Step-by-step Walkthrough

  1. The run_extract task is called with an extract_id and user_id. It retrieves the corresponding Extract object and marks it as started.

  2. It then iterates over the document IDs associated with the extract. For each document and each column in the extract's fieldset, it:

  3. Creates a new Datacell object with the extract, column, output type, creator, and document.
  4. Sets CRUD permissions for the datacell to the user.
  5. Appends a llama_index_doc_query task to a list of tasks, passing the datacell ID.

  6. After all datacells are created and their tasks added to the list, a Celery chord is used to group the tasks. Once all tasks are complete, it calls the mark_extract_complete task to mark the extract as finished.

  7. The llama_index_doc_query task processes each individual datacell. It:

  8. Retrieves the datacell and marks it as started.
  9. Creates a HuggingFaceEmbedding model and sets it as the Settings.embed_model.
  10. Creates an OpenAI LLM and sets it as the Settings.llm.
  11. Creates a DjangoAnnotationVectorStore from the document ID and column settings.
  12. Creates a VectorStoreIndex from the vector store.

  13. If the search_text contains the special character '|||':

  14. It splits the examples and calculates the embeddings for each example.
  15. It calculates the average embedding from the individual embeddings.
  16. It queries the Annotation objects using the averaged embeddings and orders them by cosine distance.
  17. It reranks the nodes using SentenceTransformerRerank and retrieves the top-n nodes.
  18. It adds the annotation IDs of the reranked nodes to the datacell's sources.
  19. It retrieves the text from the reranked nodes.

  20. If the search_text does not contain the special character '|||':

  21. It retrieves the relevant annotations using the index retriever based on the search_text or query.
  22. It reranks the nodes using SentenceTransformerRerank and retrieves the top-n nodes.
  23. It adds the annotation IDs of the reranked nodes to the datacell's sources.
  24. It retrieves the text from the retrieved nodes.

  25. If the column is marked as agentic:

  26. It creates a QueryEngineTool, FunctionCallingAgentWorker, and StructuredPlannerAgent.
  27. It queries the agent to find defined terms and section references in the retrieved text.
  28. The definitions and section text are added to the retrieved text.

  29. Depending on whether the column's extract_is_list is true, it either:

  30. Extracts a list of the output_type from the retrieved text using Marvin, with optional instructions or query.

══════

PROMPT =
Answer these questions about the extract walkthrough:
(a) Which task is called once all the tasks grouped by the Celery chord are complete?
(b) Which model is set as the Settings.embed_model?
(c) Which special character in the search_text leads to the examples being split?
The listing after this is separate from the walkthrough.

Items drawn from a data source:

══════

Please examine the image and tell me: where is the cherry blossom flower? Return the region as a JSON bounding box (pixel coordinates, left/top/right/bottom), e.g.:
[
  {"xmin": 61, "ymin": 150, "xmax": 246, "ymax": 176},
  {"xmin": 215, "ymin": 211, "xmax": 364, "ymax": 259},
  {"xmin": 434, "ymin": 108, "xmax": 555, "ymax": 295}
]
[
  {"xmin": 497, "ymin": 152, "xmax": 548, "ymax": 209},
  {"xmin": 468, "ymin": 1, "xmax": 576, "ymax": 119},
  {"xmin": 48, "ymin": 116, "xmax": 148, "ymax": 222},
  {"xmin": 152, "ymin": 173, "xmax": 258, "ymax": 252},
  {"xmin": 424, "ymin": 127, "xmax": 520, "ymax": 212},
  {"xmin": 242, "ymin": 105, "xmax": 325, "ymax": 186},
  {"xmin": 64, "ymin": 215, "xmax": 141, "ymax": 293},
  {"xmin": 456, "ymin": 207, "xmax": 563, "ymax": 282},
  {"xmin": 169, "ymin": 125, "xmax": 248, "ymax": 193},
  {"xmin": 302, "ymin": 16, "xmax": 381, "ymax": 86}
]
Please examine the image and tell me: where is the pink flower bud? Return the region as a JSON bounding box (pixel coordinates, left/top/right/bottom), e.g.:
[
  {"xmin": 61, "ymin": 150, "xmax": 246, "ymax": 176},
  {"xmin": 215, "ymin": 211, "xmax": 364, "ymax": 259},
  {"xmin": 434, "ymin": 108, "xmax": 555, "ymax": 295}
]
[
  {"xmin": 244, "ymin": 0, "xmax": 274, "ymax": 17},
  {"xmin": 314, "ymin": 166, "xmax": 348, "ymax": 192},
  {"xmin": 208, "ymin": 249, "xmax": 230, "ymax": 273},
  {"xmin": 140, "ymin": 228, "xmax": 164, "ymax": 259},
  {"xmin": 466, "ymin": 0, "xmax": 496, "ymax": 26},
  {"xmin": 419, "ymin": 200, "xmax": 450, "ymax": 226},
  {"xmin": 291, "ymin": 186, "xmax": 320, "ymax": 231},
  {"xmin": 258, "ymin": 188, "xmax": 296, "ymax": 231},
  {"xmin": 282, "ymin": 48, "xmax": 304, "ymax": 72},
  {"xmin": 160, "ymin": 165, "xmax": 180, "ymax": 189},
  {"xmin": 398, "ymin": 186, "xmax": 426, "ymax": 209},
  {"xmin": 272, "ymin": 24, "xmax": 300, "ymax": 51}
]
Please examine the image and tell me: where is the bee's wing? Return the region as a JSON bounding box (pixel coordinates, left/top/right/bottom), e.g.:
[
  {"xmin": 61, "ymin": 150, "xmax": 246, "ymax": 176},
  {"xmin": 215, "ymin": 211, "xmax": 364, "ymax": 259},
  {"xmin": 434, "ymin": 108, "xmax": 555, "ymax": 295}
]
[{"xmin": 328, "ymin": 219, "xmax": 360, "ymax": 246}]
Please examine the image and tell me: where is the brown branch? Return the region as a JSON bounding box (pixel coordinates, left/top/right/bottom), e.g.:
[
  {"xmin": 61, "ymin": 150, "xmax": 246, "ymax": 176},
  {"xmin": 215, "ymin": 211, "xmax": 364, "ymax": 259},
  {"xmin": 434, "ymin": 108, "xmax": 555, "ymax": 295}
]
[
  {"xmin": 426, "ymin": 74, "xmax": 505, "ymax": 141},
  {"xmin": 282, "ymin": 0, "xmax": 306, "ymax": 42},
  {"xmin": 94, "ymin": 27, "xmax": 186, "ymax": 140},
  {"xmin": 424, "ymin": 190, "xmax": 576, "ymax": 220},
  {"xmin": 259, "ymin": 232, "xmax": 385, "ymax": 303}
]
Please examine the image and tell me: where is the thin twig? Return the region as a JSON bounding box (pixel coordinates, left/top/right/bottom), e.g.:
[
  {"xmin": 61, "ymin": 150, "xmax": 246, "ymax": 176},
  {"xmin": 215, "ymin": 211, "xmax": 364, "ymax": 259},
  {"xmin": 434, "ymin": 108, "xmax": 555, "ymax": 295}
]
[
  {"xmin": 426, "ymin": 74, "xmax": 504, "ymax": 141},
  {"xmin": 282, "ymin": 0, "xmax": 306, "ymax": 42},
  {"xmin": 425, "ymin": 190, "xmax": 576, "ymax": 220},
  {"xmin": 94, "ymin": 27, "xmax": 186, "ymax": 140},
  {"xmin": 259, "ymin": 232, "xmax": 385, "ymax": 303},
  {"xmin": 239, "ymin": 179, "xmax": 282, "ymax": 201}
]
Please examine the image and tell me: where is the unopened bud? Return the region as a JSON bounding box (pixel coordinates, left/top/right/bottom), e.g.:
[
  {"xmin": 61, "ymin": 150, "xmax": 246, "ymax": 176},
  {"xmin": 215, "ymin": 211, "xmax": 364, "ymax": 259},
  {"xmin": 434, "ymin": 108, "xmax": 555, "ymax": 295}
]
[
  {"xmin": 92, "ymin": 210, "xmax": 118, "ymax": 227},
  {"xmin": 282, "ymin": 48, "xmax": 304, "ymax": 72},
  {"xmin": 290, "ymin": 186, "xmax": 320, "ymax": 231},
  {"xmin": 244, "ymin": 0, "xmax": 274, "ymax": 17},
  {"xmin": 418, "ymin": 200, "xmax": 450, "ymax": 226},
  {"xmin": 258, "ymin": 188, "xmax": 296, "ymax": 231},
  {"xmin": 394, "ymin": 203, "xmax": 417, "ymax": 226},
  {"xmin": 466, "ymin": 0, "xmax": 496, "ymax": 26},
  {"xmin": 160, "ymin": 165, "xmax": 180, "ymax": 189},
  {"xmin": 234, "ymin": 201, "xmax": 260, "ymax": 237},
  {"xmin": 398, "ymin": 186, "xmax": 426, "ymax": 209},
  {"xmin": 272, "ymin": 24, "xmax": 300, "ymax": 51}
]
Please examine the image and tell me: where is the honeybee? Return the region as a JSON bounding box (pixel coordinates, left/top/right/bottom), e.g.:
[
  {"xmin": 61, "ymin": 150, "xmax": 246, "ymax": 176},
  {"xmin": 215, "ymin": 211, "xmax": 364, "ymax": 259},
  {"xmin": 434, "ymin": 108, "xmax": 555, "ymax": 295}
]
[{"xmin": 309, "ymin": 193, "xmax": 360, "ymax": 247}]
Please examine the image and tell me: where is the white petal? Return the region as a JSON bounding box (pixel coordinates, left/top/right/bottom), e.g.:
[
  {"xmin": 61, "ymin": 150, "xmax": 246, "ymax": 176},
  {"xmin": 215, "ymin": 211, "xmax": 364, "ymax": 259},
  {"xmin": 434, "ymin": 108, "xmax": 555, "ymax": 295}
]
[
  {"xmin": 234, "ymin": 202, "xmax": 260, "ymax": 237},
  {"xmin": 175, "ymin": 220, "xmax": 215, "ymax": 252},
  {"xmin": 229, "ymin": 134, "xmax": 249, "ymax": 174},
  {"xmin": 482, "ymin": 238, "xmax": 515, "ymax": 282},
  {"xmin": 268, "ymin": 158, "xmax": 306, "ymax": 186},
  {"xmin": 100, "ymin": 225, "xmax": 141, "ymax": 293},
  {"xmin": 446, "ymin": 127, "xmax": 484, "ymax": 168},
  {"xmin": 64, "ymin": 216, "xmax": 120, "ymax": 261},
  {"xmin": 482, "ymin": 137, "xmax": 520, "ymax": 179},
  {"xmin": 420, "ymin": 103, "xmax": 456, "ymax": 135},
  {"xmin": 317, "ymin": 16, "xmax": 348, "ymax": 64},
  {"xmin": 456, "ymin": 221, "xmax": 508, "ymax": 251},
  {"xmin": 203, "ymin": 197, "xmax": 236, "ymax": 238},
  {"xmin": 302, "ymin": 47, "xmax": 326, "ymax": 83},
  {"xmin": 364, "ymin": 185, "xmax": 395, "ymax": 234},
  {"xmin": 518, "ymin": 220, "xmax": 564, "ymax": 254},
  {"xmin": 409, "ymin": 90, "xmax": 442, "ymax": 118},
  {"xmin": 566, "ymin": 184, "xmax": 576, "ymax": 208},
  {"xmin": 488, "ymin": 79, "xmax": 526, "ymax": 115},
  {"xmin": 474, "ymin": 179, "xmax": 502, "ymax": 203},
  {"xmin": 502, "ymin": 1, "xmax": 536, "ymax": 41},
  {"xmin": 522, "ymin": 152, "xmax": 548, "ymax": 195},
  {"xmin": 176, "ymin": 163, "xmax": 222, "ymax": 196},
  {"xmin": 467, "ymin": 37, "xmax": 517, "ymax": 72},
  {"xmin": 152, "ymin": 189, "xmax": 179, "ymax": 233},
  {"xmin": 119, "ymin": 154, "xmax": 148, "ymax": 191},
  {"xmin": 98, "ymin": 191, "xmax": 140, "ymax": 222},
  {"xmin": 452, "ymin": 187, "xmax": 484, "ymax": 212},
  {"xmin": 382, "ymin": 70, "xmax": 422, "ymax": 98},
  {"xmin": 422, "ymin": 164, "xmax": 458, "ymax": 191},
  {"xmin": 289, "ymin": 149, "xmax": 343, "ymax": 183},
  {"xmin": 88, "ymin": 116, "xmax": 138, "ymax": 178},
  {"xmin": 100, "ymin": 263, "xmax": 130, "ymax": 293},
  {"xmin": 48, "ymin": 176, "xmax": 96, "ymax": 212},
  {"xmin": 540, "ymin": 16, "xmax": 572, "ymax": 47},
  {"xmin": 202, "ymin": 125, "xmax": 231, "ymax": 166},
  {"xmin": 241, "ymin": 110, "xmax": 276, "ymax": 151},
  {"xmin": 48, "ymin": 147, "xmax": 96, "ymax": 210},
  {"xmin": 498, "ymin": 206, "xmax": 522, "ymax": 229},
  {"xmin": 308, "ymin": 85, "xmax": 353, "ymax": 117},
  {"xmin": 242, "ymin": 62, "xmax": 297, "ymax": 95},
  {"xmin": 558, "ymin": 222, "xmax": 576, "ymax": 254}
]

══════

SOLUTION =
(a) mark_extract_complete
(b) A HuggingFaceEmbedding model
(c) '|||'